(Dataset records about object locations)
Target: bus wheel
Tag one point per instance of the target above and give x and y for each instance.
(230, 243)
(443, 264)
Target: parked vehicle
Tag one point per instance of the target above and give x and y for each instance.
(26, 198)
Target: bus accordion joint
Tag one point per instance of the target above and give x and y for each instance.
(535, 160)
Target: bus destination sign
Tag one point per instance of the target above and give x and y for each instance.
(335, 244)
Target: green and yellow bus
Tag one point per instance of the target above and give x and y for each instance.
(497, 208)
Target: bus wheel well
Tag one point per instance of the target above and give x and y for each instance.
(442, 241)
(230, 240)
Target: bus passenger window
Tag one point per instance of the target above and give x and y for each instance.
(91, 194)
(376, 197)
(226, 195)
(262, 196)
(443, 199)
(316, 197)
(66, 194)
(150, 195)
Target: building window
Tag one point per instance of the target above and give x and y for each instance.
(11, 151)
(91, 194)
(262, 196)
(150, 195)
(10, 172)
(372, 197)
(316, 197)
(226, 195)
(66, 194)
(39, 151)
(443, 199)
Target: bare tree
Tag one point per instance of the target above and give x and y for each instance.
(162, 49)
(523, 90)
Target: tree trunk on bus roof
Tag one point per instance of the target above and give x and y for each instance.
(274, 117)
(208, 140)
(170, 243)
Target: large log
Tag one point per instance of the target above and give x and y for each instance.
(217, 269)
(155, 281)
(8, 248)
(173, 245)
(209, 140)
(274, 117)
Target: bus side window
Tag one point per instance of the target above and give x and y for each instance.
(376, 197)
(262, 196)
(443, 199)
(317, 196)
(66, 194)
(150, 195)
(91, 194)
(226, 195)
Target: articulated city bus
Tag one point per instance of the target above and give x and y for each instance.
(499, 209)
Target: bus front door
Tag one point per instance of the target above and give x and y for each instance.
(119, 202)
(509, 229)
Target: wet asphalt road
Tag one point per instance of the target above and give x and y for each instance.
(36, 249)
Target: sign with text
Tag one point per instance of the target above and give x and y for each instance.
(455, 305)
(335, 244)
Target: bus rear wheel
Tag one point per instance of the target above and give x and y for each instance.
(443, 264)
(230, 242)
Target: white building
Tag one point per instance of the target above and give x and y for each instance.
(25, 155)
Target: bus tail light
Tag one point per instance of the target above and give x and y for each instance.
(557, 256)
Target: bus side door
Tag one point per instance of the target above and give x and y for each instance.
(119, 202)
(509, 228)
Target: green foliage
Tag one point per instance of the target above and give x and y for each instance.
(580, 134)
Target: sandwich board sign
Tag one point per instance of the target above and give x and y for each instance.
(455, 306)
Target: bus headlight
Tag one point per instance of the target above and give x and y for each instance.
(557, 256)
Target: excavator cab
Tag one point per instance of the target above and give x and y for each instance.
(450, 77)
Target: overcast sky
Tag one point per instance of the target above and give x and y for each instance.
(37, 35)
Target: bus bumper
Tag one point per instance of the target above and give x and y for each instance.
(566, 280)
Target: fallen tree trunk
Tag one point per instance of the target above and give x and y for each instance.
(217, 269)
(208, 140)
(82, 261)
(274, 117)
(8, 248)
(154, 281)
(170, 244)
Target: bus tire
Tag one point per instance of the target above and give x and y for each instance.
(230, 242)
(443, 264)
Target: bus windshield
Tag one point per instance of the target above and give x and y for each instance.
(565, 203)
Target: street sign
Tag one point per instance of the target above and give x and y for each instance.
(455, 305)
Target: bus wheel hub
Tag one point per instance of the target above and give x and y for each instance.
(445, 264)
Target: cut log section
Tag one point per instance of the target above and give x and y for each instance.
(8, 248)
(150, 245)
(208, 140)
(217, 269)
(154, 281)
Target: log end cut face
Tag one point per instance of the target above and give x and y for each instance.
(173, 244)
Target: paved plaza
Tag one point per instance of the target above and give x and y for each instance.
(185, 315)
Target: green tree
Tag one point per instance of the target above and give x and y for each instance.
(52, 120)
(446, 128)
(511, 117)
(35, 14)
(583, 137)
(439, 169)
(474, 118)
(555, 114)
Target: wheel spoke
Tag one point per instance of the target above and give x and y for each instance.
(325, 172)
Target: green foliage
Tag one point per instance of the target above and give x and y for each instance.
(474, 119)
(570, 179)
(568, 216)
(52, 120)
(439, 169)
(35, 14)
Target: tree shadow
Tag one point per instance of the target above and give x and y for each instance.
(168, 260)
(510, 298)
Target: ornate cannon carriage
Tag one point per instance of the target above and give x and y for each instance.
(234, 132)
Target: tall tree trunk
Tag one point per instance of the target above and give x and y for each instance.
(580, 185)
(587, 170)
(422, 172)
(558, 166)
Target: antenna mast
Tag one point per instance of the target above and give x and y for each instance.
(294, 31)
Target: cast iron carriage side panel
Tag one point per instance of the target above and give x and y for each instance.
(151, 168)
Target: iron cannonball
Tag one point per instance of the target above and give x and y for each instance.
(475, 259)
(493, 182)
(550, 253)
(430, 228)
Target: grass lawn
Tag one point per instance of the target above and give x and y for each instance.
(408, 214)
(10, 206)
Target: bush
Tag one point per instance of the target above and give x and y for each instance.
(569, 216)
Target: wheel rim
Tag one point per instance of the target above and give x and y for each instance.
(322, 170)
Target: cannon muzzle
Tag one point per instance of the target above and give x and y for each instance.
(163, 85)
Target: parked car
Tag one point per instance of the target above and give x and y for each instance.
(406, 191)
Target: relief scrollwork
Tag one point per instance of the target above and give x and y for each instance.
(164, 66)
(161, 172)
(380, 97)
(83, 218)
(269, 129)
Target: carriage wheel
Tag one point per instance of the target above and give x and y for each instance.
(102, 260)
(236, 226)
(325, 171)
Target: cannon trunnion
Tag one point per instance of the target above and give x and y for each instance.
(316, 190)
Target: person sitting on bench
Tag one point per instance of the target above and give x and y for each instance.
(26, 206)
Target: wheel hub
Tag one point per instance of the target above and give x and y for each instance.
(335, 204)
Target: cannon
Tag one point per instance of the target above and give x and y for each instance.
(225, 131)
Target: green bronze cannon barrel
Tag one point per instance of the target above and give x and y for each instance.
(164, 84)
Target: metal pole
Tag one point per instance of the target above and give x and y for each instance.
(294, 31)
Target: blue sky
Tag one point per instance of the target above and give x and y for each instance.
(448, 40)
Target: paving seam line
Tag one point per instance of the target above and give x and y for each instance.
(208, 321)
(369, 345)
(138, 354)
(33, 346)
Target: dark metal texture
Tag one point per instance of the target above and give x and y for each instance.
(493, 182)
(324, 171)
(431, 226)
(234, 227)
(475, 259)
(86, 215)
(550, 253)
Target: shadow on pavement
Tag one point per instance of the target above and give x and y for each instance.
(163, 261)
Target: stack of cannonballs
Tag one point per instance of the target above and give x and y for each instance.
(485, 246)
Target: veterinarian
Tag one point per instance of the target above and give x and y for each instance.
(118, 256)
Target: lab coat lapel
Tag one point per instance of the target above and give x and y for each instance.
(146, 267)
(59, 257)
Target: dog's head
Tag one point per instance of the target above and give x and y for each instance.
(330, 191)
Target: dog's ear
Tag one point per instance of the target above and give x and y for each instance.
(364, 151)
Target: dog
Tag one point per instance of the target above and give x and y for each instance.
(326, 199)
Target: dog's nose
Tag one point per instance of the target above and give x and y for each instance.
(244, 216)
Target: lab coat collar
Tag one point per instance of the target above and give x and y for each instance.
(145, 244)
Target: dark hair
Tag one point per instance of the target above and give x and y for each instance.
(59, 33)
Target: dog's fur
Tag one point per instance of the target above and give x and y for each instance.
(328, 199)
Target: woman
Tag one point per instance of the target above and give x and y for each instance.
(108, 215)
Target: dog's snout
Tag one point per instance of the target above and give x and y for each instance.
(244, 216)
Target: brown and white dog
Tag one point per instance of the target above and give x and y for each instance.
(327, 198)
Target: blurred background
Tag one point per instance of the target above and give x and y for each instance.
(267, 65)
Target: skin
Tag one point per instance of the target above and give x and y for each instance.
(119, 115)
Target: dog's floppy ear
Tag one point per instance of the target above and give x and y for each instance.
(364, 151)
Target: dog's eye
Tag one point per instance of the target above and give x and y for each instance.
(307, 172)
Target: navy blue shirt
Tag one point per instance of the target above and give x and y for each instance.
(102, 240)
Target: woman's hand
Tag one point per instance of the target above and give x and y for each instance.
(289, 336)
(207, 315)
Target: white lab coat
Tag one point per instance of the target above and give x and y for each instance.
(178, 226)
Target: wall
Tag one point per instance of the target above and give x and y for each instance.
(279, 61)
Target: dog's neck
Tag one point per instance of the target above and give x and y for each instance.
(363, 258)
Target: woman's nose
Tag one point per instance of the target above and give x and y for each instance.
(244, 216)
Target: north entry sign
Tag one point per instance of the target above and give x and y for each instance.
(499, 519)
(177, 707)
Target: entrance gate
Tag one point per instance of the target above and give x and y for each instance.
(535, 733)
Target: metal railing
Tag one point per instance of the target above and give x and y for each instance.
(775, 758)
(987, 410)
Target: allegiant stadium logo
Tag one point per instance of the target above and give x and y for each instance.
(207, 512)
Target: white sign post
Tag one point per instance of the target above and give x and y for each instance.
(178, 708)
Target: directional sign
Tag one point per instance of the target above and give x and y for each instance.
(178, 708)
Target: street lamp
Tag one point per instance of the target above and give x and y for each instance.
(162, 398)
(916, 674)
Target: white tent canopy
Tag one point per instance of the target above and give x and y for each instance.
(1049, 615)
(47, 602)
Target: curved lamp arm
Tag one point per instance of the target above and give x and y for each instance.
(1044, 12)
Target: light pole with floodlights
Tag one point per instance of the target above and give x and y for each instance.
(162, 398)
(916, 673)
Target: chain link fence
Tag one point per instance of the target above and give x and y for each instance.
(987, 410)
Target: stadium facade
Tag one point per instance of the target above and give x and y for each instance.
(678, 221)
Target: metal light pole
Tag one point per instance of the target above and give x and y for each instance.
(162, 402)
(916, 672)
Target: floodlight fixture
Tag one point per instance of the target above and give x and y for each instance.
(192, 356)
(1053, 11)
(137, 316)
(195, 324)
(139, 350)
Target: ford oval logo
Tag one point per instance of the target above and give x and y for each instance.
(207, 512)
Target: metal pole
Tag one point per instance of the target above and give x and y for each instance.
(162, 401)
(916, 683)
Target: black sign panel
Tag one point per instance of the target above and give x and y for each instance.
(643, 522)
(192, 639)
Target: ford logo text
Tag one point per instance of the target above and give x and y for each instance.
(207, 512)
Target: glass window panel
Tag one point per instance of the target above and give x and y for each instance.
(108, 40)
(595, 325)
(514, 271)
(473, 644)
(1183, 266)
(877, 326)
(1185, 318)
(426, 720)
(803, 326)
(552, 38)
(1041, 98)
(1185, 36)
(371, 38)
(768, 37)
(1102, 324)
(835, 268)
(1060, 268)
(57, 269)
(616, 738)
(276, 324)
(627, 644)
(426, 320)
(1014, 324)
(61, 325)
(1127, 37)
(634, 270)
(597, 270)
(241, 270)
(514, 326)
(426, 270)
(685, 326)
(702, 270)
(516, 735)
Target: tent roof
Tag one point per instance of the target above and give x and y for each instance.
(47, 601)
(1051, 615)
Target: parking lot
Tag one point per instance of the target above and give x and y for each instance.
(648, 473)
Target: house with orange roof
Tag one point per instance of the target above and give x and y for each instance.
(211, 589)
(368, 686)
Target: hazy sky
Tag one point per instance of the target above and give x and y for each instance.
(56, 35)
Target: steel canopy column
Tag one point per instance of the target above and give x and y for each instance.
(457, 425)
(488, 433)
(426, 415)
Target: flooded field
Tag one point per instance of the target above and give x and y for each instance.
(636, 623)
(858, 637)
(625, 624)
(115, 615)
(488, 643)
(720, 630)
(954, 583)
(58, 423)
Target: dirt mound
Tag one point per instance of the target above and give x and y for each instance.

§ Exercise goal:
Repeat only the lines from the one holding "Target: house with orange roof" through the last line of the data.

§ Completed exercise:
Target: house with orange roof
Tag one point per instance of the target above and give x and y for each instance.
(211, 589)
(368, 686)
Target: hazy sky
Tag one point per instance of the target above and give x and y for each instance.
(56, 35)
Target: steel canopy column
Tag one point per instance of the target above and give x and y for each instance.
(457, 425)
(488, 433)
(426, 415)
Target: flooded field
Tag one point per instance of the target above and give x and y for each instance.
(636, 623)
(858, 637)
(625, 624)
(115, 615)
(488, 643)
(720, 630)
(954, 583)
(58, 423)
Target: dirt mound
Tag one point per instance of the target above and give x and y for each instance.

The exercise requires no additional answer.